GOAL OF THE EXERCISE: Each record that follows must be reproduced exactly.

MATERIAL PROVIDED:
--- START ---
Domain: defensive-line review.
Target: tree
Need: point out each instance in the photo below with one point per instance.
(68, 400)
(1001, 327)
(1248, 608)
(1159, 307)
--- END ---
SOLUTION FOR THIS PROBLEM:
Domain: defensive-line review.
Target: tree
Need: point out each instance in the photo below with one point per instance.
(68, 400)
(1001, 327)
(1248, 608)
(1159, 307)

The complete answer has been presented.